----- RECORDS SHOWN

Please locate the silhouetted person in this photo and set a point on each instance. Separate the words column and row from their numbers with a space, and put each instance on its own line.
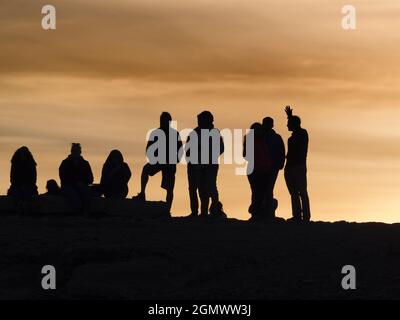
column 168, row 155
column 76, row 176
column 23, row 175
column 115, row 176
column 203, row 170
column 52, row 188
column 259, row 169
column 276, row 150
column 296, row 168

----------

▶ THE REQUEST
Rewrite the listing with "silhouetted person" changed to "shadowed figure", keeping every other word and line as it is. Omit the pictures from your answer.

▶ ANSWER TO THE EXERCISE
Please locate the shadowed figure in this photo and set a point on each instance. Separate the words column and row from their numbers with a space, and put each instance on its own line.
column 168, row 155
column 76, row 176
column 23, row 175
column 115, row 176
column 203, row 170
column 52, row 188
column 259, row 169
column 276, row 150
column 296, row 168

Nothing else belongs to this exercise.